» Problem details
Give each of the lines below as a string in a JSON list, one string per line, skipping blank lines. Include every line.

Boundary labeling lines:
## START
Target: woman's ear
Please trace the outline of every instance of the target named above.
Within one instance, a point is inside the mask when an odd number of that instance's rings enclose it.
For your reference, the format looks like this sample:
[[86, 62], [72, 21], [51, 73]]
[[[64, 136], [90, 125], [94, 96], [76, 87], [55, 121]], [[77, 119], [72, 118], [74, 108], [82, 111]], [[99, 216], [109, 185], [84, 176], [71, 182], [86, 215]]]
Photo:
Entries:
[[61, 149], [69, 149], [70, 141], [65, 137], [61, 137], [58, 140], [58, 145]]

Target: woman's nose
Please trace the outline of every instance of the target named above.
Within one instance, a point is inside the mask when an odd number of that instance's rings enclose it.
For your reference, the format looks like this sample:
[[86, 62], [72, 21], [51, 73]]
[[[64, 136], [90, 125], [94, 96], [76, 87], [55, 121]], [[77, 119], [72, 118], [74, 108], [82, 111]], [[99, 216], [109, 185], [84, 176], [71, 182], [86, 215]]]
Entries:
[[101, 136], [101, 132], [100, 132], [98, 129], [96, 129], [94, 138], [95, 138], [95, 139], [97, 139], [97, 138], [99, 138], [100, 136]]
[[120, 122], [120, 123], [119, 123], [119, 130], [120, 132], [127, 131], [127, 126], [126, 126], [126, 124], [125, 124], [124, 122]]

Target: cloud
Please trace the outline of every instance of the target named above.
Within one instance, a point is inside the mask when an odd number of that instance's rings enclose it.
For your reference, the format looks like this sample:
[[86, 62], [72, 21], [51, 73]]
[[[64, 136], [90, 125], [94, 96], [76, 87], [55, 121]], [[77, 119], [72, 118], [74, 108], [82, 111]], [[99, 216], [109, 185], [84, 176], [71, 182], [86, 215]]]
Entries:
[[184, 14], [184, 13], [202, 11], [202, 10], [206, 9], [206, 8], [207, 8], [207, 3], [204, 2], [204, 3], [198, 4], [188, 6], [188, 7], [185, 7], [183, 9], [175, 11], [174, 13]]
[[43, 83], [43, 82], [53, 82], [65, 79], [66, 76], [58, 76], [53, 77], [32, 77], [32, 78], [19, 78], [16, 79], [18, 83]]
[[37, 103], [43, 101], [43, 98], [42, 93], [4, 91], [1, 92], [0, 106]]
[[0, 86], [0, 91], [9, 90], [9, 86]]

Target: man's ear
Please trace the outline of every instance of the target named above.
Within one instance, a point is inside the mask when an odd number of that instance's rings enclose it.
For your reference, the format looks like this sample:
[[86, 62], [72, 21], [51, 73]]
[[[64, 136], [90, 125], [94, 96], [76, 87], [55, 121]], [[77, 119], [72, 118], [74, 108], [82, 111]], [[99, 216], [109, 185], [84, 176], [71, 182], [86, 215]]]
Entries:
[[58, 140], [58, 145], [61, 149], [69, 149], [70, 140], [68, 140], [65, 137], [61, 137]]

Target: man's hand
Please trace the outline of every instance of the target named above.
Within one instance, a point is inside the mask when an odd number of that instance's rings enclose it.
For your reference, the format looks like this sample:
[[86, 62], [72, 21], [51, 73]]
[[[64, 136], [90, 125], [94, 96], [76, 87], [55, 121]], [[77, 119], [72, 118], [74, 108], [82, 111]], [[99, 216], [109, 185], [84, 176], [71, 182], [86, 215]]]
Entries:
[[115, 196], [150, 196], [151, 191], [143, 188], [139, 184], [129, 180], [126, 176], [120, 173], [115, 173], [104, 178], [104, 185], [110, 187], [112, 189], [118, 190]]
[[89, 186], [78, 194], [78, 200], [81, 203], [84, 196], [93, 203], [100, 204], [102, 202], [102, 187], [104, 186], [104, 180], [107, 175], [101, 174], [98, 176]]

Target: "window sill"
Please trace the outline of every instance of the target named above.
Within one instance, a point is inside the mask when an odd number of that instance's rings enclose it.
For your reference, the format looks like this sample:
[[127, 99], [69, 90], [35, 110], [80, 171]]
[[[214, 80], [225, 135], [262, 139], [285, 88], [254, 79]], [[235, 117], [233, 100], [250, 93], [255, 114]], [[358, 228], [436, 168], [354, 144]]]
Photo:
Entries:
## END
» Output
[
  "Target: woman's ear",
  "Please trace the outline of every instance of the target named above.",
  "Within one instance, a point is inside the mask when an odd number of that instance's rings enclose it.",
  "For your reference, the format looks like this sample:",
  "[[86, 62], [72, 21], [51, 73]]",
  "[[[64, 136], [90, 125], [94, 96], [76, 87], [55, 121]], [[77, 119], [72, 118], [74, 108], [82, 111]], [[99, 216], [109, 185], [84, 176], [71, 182], [86, 215]]]",
  "Photo:",
  "Entries:",
  "[[61, 149], [69, 149], [70, 141], [65, 137], [61, 137], [58, 140], [58, 145]]",
  "Target: woman's nose",
  "Please trace the outline of every instance of the target named above.",
  "Within one instance, a point is inside the mask when an odd number of that instance's rings enclose it.",
  "For your reference, the format looks like this sample:",
  "[[86, 62], [72, 21], [51, 73]]",
  "[[[64, 136], [90, 125], [94, 96], [76, 87], [55, 121]], [[77, 119], [72, 118], [74, 108], [82, 111]], [[99, 216], [109, 185], [84, 176], [71, 182], [86, 215]]]",
  "Entries:",
  "[[101, 136], [101, 132], [100, 132], [98, 129], [96, 129], [94, 138], [95, 138], [95, 139], [97, 139], [97, 138], [99, 138], [100, 136]]",
  "[[120, 122], [120, 123], [119, 123], [119, 130], [120, 132], [127, 131], [127, 126], [126, 126], [126, 124], [125, 124], [124, 122]]",
  "Target: cloud",
  "Please trace the outline of every instance of the target named above.",
  "Within one instance, a point is inside the mask when an odd number of that instance's rings enclose it.",
  "For your reference, the format looks like this sample:",
  "[[86, 62], [72, 21], [51, 73]]",
  "[[[64, 136], [90, 125], [94, 96], [76, 87], [55, 121]], [[77, 119], [72, 118], [74, 108], [82, 111]], [[99, 216], [109, 185], [84, 176], [71, 182], [86, 215]]]",
  "Entries:",
  "[[184, 14], [184, 13], [202, 11], [202, 10], [206, 9], [206, 8], [207, 8], [207, 3], [204, 2], [204, 3], [198, 4], [188, 6], [188, 7], [185, 7], [183, 9], [175, 11], [174, 13]]",
  "[[43, 83], [43, 82], [53, 82], [65, 79], [66, 76], [58, 76], [53, 77], [32, 77], [32, 78], [19, 78], [16, 79], [18, 83]]",
  "[[37, 103], [43, 101], [43, 98], [42, 93], [4, 91], [1, 92], [0, 106]]",
  "[[0, 86], [0, 91], [9, 90], [9, 86]]",
  "Target: man's ear",
  "Please trace the outline of every instance of the target named above.",
  "Within one instance, a point is inside the mask when an odd number of that instance's rings enclose it.",
  "For your reference, the format looks like this sample:",
  "[[86, 62], [72, 21], [51, 73]]",
  "[[[64, 136], [90, 125], [94, 96], [76, 87], [55, 121]], [[77, 119], [72, 118], [74, 108], [82, 111]], [[99, 216], [109, 185], [84, 176], [71, 182], [86, 215]]]",
  "Entries:",
  "[[58, 140], [58, 145], [61, 149], [69, 149], [70, 140], [68, 140], [65, 137], [61, 137]]",
  "Target: man's hand",
  "Please trace the outline of every instance of the target named above.",
  "Within one instance, a point is inside the mask when an odd number of that instance's rings enclose it.",
  "For your reference, the format looks like this sample:",
  "[[86, 62], [72, 21], [51, 73]]",
  "[[[64, 136], [90, 125], [94, 96], [76, 87], [55, 121]], [[77, 119], [72, 118], [74, 108], [82, 111]], [[99, 216], [109, 185], [84, 176], [71, 182], [86, 215]]]",
  "Entries:",
  "[[115, 196], [150, 196], [151, 191], [143, 188], [139, 184], [129, 180], [126, 176], [120, 173], [115, 173], [104, 178], [104, 185], [110, 187], [112, 189], [118, 190]]",
  "[[89, 186], [78, 194], [78, 200], [81, 203], [84, 196], [93, 203], [100, 204], [102, 202], [102, 187], [104, 186], [104, 180], [107, 175], [101, 174], [98, 176]]",
  "Target: \"window sill\"",
  "Please trace the outline of every instance of the target named above.",
  "Within one instance, a point is inside the mask when an odd number of that instance's rings enclose it.",
  "For your reference, the format looks like this sample:",
  "[[127, 99], [69, 90], [35, 110], [80, 171]]",
  "[[[214, 80], [225, 135], [262, 139], [285, 88], [254, 79]], [[235, 117], [233, 100], [250, 93], [255, 114]], [[358, 228], [436, 168], [354, 144]]]",
  "Photo:",
  "Entries:"
]